**Task directions**: Copy the records below without changes, beginning at the line that contains "One point goes on every instance of the rear" and going through the end of the records.

**Task input**:
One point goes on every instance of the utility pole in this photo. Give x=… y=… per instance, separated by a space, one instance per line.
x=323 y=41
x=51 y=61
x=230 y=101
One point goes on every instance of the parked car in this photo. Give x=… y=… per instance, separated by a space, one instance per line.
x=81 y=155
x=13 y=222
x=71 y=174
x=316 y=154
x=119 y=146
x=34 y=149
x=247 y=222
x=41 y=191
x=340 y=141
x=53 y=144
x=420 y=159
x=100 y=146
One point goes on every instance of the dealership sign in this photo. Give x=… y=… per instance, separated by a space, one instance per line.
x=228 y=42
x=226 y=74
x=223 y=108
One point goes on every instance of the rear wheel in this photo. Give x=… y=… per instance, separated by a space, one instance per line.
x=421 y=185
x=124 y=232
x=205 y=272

**Correct result**:
One point goes on every instance of the rear wheel in this photo. Give x=… y=… per instance, separated by a space, one instance per line.
x=421 y=185
x=124 y=232
x=205 y=272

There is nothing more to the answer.